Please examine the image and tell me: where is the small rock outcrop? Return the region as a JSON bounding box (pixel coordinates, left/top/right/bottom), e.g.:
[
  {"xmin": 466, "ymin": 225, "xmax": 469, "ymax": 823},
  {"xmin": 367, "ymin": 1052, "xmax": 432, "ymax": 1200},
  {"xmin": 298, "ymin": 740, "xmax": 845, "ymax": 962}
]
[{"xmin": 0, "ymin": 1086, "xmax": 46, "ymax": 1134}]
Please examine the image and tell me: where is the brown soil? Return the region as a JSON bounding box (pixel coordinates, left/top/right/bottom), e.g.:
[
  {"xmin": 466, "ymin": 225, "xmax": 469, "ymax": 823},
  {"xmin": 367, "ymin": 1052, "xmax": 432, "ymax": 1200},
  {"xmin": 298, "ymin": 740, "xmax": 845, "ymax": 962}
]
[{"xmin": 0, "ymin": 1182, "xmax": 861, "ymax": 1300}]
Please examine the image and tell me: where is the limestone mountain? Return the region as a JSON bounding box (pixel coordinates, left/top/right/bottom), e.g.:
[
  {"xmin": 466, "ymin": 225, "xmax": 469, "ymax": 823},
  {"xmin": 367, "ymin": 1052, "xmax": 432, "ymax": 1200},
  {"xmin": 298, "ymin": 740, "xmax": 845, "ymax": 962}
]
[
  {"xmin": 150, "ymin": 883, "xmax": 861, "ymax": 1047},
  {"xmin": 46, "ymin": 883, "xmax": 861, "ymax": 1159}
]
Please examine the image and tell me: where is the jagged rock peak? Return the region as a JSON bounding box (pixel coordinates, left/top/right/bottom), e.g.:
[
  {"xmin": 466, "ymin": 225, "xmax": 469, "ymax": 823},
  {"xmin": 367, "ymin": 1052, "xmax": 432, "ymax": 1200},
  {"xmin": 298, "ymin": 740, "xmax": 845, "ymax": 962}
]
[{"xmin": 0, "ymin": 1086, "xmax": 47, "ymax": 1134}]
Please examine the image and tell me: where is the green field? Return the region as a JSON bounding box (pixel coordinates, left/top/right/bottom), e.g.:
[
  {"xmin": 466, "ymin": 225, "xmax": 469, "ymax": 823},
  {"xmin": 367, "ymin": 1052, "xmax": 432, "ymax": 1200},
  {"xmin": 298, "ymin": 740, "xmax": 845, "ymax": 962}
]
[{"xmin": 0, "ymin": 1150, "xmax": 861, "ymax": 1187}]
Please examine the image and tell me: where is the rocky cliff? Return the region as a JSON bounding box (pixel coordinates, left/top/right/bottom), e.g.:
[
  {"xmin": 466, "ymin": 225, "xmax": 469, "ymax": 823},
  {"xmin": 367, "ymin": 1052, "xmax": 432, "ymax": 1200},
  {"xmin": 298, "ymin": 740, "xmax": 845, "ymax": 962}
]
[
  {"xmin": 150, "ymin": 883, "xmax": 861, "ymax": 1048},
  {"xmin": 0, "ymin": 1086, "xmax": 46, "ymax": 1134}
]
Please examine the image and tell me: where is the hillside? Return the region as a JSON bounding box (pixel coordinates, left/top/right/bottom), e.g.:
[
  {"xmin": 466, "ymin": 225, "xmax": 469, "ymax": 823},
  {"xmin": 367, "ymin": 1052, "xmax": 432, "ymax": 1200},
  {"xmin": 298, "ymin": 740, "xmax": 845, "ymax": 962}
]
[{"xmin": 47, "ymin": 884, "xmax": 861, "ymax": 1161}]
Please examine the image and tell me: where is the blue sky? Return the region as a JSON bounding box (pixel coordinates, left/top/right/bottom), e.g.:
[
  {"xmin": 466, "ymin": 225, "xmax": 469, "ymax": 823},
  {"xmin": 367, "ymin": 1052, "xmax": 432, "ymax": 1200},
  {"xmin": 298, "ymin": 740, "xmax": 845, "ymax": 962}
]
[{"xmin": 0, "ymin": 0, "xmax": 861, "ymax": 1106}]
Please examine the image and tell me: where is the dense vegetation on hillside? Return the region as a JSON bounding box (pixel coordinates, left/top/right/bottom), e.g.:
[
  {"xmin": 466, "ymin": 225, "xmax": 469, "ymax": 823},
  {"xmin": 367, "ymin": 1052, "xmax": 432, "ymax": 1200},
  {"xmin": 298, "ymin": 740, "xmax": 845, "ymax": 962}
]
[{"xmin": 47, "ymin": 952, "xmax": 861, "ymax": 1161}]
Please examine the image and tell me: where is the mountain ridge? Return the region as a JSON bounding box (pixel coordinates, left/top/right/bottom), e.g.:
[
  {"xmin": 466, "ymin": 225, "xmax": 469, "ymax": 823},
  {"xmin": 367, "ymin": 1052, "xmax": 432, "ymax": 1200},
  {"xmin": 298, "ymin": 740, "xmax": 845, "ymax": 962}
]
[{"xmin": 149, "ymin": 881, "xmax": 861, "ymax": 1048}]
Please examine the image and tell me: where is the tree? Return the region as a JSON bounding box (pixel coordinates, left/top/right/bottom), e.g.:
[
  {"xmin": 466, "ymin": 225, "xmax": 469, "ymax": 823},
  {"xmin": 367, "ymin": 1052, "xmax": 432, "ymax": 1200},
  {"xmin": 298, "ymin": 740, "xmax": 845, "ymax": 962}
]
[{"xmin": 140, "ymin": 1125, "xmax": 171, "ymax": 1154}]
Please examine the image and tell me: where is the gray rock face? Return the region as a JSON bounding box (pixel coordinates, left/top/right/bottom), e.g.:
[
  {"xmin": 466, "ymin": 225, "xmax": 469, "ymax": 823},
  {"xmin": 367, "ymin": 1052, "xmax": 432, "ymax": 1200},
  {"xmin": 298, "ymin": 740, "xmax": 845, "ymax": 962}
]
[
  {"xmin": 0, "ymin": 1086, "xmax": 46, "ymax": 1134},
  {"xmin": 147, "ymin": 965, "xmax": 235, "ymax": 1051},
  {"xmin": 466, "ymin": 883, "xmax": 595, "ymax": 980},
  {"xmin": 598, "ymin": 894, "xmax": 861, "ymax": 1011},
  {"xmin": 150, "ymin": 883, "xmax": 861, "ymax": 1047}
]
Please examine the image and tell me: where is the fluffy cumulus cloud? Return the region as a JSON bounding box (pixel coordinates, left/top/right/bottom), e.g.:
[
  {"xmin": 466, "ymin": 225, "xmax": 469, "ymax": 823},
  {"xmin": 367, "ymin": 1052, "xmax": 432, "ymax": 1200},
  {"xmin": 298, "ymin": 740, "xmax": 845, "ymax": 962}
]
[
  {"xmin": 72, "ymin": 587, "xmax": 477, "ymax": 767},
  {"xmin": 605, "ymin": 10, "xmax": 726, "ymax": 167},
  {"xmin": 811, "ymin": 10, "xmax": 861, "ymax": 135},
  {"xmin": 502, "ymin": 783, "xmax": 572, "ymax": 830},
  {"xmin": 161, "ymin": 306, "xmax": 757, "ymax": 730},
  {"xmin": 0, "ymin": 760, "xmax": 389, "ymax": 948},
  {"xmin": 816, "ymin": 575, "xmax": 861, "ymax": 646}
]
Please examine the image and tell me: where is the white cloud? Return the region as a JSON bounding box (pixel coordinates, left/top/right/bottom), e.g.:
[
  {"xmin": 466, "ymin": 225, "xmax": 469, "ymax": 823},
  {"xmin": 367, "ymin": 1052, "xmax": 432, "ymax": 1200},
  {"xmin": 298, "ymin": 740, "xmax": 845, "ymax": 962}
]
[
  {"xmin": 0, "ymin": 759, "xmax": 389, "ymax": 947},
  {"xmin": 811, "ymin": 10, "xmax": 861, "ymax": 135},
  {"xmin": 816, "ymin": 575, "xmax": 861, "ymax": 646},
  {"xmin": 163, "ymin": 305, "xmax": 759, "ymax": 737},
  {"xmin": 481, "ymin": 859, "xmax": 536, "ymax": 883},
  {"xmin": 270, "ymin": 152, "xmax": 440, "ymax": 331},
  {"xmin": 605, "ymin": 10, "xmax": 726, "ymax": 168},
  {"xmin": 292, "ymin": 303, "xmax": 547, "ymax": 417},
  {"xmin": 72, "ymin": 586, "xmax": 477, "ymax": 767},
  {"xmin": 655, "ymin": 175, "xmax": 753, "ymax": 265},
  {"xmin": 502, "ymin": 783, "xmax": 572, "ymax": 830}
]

* * *

• What to do:
Reproduce verbatim the stretch from the line containing "Please examine the image and tell me: where is the white" through the end of the records.

• Final result:
Please examine the image and tell me: where is the white cloud? Return the region as a JSON bounding box (pixel coordinates, left/top/right/bottom), e.g.:
[
  {"xmin": 466, "ymin": 225, "xmax": 469, "ymax": 823},
  {"xmin": 367, "ymin": 1052, "xmax": 432, "ymax": 1200},
  {"xmin": 298, "ymin": 740, "xmax": 845, "ymax": 962}
]
[
  {"xmin": 0, "ymin": 759, "xmax": 389, "ymax": 947},
  {"xmin": 811, "ymin": 10, "xmax": 861, "ymax": 135},
  {"xmin": 816, "ymin": 575, "xmax": 861, "ymax": 646},
  {"xmin": 163, "ymin": 305, "xmax": 759, "ymax": 737},
  {"xmin": 481, "ymin": 859, "xmax": 536, "ymax": 883},
  {"xmin": 270, "ymin": 152, "xmax": 440, "ymax": 331},
  {"xmin": 605, "ymin": 10, "xmax": 726, "ymax": 168},
  {"xmin": 292, "ymin": 303, "xmax": 547, "ymax": 417},
  {"xmin": 72, "ymin": 586, "xmax": 477, "ymax": 767},
  {"xmin": 655, "ymin": 175, "xmax": 753, "ymax": 265},
  {"xmin": 502, "ymin": 783, "xmax": 572, "ymax": 830}
]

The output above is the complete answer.